### INSTRUCTION A
Summarize the soil N₂O excerpt in two sentences.
### INSTRUCTION B
In the soil N₂O excerpt, at which elevation did the per-elevation correlation tests find significant correlations?
### INSTRUCTION C
Pick up the soil N₂O excerpt on nutrient addition after its last sentence and keep writing.

### EXCERPT
--

Figure 2. Mean (±SE, n = 4) relative contribution (%) of nitrification (white) and denitrification (shaded) to soil N₂O fluxes in the top 5 cm of forest soils along an elevation gradient, measured in Month 43 and 49 of experimental nutrient addition.

Across the elevation gradient, soil N₂O fluxes from control plots were positively correlated with soil temperature and ${\text{NO}}_3^{-}$ (Table 3). Soil temperature and soil ${\text{NO}}_3^{-}$ concentration were negatively correlated with WFPS. Soil temperature was positively correlated with soil ${\text{NH}}_4^{+}$ and ${\text{NO}}_3^{-}$ concentrations. Soil ${\text{NO}}_3^{-}$ and ${\text{NH}}_4^{+}$ concentrations were also positively correlated. Correlation tests performed for each elevation revealed significant correlations at 1000 m only: positive correlations between soil N₂O fluxes and WFPS (r² = 0.59; P = 0.004; n = 22) and between soil temperature and ${\text{NH}}_4^{+}$ concentrations (r² = 0.52; P = 0.013; n = 22).

TABLE 3

Table 3. Pearson correlation coefficients for monthly average (n = 66) soil N₂O flux (μg N m⁻² h⁻¹), soil temperature (°C), water-filled pore space (WFPS; %), and mineral N concentrations (mg N m⁻²) in control plots of forests across an elevation gradient.

Effects of Nutrient Addition on Soil Temperature, WFPS, and Net N Cycling Across an Elevation Gradient

Soil temperature and WFPS measured between Month 35 and 56 differed between treatments only at 3000 m (P < 0.001; Table 1). Soil temperature was higher in P plots compared to all other treatments (P = 0.006–0.033) whereas WFPS was lower in N + P plots compared to control (P = 0.013) and N plots (P = 0.026).

--

Items from a data source
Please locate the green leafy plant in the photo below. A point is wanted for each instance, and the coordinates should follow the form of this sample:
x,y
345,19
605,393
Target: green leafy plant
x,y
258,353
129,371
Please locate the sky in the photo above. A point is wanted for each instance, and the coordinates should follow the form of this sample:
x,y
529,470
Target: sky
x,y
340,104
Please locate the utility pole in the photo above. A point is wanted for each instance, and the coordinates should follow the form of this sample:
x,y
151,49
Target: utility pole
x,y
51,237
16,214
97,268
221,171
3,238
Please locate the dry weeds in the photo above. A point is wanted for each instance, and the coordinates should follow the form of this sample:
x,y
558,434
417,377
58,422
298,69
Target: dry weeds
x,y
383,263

--

### REPLY A
In control plots across the elevation gradient, soil N₂O fluxes were positively correlated with soil temperature and NO₃⁻, and soil temperature and NO₃⁻ concentration were negatively correlated with WFPS. Soil temperature and WFPS measured between Month 35 and 56 differed between treatments only at 3000 m, where soil temperature was higher in P plots and WFPS was lower in N + P plots than in control and N plots.

### REPLY B
Only at 1000 m.

### REPLY C
Soil mineral N concentrations measured monthly between Month 35 and 56 were also influenced by nutrient addition (Table 2). At 1000 m, ${\text{NH}}_4^{+}$ concentrations did not differ between treatments (P = 0.601) whereas ${\text{NO}}_3^{-}$ concentrations decreased in the order of N, N + P, control, and P plots (P ≤ 0.017; Table 2). At 2000 m, ${\text{NH}}_4^{+}$ concentrations in N and N + P plots were larger than in control plots (P < 0.005) with concentrations in N plots being larger than in N + P plots (P = 0.007). Soil ${\text{NO}}_3^{-}$ concentrations displayed similar differences between treatments as that of ${\text{NH}}_4^{+}$ (Table 2). At 3000 m, ${\text{NH}}_4^{+}$ concentrations were higher in N plots and lower in P plots compared to control and N + P plots (P < 0.001) whereas ${\text{NO}}_3^{-}$ concentrations displayed the same treatment differences described for 1000 m with descending concentrations in the order of N, N + P, control, and P plots (P < 0.001; Table 2).

Nutrient addition affected net soil N cycling rates across all elevations (Table 2). At 1000 m, net ammonification rates decreased in N + P plots (P = 0.017) compared to control and P plots (P = 0.004) whereas the N plots showed intermediate rates (Table 2). There was no treatment difference detected for net nitrification rates (P = 0.357). At 2000 m, net ammonification and nitrification rates increased in N and N + P plots compared to control and P plots (P = 0.001–0.033; Table 2). At 3000 m, net ammonification rates increased in N (P = 0.001) and N + P plots (P = 0.007) compared to control plots, and P plots did not differ from the control (P = 0.196; Table 2). Furthermore, net ammonification rates in N plots were higher than in P plots (P = 0.029). Net nitrification rates increased in N (P = 0.011) and N + P plots (P = 0.005) whereas P plots were comparable with the control (P = 0.536).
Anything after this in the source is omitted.